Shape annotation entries
++++++++++++++++++++

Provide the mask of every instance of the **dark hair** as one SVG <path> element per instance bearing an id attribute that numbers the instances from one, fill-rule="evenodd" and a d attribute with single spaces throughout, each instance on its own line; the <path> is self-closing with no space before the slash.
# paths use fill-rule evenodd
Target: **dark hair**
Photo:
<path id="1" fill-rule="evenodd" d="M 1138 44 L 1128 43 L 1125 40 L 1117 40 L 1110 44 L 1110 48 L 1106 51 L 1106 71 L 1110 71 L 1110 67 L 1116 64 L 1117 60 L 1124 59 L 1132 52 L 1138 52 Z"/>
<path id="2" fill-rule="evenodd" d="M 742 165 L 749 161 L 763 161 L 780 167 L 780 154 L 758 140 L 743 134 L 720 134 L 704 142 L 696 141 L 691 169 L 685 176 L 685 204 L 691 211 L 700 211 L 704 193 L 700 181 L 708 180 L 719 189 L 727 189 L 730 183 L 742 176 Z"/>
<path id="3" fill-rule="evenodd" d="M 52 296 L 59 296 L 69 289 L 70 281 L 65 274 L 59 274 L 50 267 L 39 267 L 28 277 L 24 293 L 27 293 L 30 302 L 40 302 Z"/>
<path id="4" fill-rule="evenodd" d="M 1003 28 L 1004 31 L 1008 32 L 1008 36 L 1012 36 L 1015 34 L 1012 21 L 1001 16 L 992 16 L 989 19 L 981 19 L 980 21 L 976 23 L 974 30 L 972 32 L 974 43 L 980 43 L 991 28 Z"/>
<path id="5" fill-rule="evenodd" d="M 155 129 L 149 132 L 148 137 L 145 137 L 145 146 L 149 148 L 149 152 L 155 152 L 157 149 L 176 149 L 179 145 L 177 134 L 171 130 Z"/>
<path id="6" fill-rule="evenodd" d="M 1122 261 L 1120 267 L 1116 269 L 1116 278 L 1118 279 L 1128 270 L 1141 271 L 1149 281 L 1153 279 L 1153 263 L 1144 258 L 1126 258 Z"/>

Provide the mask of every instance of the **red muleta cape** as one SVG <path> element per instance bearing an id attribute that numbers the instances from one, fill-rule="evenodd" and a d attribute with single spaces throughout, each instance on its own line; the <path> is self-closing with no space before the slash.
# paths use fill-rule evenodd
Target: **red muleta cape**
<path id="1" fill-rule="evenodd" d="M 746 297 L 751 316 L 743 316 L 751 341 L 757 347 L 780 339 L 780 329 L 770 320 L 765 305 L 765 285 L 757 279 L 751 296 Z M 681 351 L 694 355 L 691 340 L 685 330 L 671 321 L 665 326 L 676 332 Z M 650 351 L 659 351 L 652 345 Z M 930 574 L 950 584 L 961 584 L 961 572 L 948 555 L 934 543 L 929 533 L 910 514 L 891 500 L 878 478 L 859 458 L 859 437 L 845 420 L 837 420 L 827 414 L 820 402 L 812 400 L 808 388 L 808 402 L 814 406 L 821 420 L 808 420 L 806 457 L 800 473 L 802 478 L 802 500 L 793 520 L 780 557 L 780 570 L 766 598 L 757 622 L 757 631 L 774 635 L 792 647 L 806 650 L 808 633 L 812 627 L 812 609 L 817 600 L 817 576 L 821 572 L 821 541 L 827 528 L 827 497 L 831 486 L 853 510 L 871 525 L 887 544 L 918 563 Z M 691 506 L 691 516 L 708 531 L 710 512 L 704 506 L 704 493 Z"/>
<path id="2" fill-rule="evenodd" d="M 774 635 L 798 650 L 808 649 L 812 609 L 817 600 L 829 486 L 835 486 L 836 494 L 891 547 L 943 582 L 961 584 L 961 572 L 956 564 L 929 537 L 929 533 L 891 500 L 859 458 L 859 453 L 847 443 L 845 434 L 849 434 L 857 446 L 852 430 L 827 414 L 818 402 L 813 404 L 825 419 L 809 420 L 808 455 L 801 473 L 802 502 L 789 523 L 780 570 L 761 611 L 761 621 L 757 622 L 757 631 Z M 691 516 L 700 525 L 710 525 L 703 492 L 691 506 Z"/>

++++++++++++++++++++

> _DIRECTIONS FOR THIS TASK_:
Extract every line of the entries that contains the string "bearing". Case matters.

> _OUTPUT BELOW_:
Provide the mask of every instance of the **dark hair** as one SVG <path> element per instance bearing an id attribute that numbers the instances from one, fill-rule="evenodd" and a d attribute with single spaces throughout, each instance on its own line; the <path> is self-closing with no space before the slash.
Provide the mask of every instance of the **red muleta cape** as one SVG <path> element per instance bearing an id attribute that numbers the instances from one, fill-rule="evenodd" and a d attribute with single spaces throughout, each instance on its own line; the <path> is self-closing with no space before the slash.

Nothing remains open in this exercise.